• **Travail demandé**
A - Veuillez recopier tout le passage du texte sur les hôpitaux vaudois, depuis « Les hôpitaux vaudois » jusqu'à « de la situation. ». Substituez « Dr » à « docteur ».
B - D'après le texte sur les hôpitaux vaudois, quelle part des médecins travaillant dans les hôpitaux en Suisse est étrangère ?

Les hôpitaux vaudois veulent unir leurs forces afin de garantir l’avenir des soins de proximité. Le docteur Julien Ombelli, directeur médical des EHNV, fait le point de la situation.
«Dans un contexte de pénurie de personnel et de ressources financières, la collaboration entre hôpitaux n’est plus un luxe, mais notre meilleure arme pour que chaque patient reçoive les soins qu’il mérite», déclarait avec conviction le Dr Julien Ombelli lors du 2e Symposium interhospitalier de la Fédération des hôpitaux vaudois (FHNV), organisé récemment à Yverdon-les-Bains. Ce rassemblement, mis en place depuis l’année dernière, a réuni une centaine d’experts, afin de renforcer la collaboration et la mutualisation des ressources entre hôpitaux régionaux, et d’explorer des solutions face aux problèmes actuels du système de santé.
De plus en plus de défis
«C’est connu depuis des années, mais les hôpitaux font face à de plus en plus de demandes de soins pour une population donnée», expose Julien Ombelli. «Il y a eu un immense accélérateur avec la période du Covid. Dans le Nord vaudois, la population augmente et on a toujours moins de ressources humaines, donc moins d’infirmières, de médecins, de personnel, de collaborateurs dans les hôpitaux…» En plus de ces problèmes, il y a bien sûr les défis budgétaires, toujours plus nombreux: moins de finances globales et plus de charges, avec les salaires, le coût de l’électricité et du matériel, qui n’arrêtent pas d’augmenter. Le Dr Ombelli donne un exemple: «Quand je suis arrivé ici en 2010 comme médecin chef, on avait 16 000 patients par année aux urgences, avec 2000 ou 3000 enfants en pédiatrie. Là on en est à 40 000 adultes et 16 000 enfants.» Et tout cela dans les mêmes locaux, avec peu d’augmentation du personnel en raison du peu d’infirmiers et de médecins sur le marché. Une pénurie qui oblige à aller chercher du personnel à l’étranger: un tiers des médecins travaillant dans les hôpitaux en Suisse sont étrangers. «Le problème n’est pas qu’ils sont moins bons ou moins bien formés, c’est qu’ils ne connaissent pas le système. Donc il y a un apprentissage systématique à faire, et puis tout cela prend de l’énergie, du temps et de l’argent», résume Julien Ombelli.

• **Extrait de données**
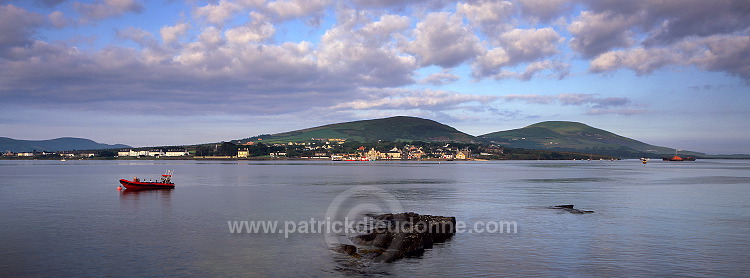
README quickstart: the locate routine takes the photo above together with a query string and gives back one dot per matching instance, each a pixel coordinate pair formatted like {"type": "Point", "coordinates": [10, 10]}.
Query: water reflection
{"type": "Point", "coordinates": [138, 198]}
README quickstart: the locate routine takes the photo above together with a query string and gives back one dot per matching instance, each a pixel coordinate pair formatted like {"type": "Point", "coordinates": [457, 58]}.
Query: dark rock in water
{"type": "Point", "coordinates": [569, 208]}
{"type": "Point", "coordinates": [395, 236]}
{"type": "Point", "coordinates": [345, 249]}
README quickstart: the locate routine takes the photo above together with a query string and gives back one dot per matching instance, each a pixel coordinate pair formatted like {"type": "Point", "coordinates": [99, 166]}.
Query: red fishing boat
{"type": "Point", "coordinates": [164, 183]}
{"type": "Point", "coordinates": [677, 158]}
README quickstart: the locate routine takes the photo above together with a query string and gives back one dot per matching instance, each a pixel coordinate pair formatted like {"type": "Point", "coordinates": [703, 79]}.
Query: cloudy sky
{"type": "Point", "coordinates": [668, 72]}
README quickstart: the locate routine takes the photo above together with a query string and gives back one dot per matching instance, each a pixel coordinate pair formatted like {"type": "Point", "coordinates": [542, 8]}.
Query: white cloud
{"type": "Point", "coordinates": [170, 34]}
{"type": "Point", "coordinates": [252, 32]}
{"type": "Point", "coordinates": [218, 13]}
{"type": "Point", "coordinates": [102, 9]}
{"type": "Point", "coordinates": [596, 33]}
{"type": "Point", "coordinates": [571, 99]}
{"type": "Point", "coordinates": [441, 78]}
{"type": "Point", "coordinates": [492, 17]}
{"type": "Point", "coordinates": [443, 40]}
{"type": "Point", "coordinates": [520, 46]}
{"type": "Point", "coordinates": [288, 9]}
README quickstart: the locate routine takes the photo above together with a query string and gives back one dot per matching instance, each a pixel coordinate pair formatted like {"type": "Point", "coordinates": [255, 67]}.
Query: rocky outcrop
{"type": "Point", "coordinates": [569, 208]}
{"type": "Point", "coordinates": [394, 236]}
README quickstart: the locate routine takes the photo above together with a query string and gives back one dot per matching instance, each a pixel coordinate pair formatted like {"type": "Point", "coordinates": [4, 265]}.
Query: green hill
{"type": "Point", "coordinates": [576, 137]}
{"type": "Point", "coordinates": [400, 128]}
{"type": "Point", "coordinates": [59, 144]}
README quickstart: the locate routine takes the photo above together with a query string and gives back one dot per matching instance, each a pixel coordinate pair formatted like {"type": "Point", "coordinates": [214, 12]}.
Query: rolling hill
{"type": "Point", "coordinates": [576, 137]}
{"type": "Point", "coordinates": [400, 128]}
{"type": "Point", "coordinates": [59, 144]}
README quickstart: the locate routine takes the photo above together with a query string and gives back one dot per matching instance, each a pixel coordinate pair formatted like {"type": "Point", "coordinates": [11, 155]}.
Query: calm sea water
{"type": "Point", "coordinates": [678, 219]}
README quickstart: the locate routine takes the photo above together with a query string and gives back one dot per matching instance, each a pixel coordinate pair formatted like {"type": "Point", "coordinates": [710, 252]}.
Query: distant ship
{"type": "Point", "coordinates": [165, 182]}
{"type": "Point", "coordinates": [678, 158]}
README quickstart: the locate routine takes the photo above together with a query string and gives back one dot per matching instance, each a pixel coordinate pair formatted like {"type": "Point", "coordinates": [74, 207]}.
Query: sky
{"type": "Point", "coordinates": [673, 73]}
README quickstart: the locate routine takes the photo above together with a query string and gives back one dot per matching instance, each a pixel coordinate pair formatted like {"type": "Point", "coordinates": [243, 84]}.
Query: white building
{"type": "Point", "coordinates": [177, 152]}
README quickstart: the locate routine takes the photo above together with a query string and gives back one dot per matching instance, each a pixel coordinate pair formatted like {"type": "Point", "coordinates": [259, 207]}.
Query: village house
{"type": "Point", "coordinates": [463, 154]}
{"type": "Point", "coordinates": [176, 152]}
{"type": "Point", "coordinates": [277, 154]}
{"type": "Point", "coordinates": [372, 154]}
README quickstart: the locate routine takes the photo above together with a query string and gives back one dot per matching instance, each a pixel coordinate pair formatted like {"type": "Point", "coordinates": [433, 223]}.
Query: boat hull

• **Corrigés**
A -
Les hôpitaux vaudois veulent unir leurs forces afin de garantir l’avenir des soins de proximité. Le Dr Julien Ombelli, directeur médical des EHNV, fait le point de la situation.

B - Un tiers.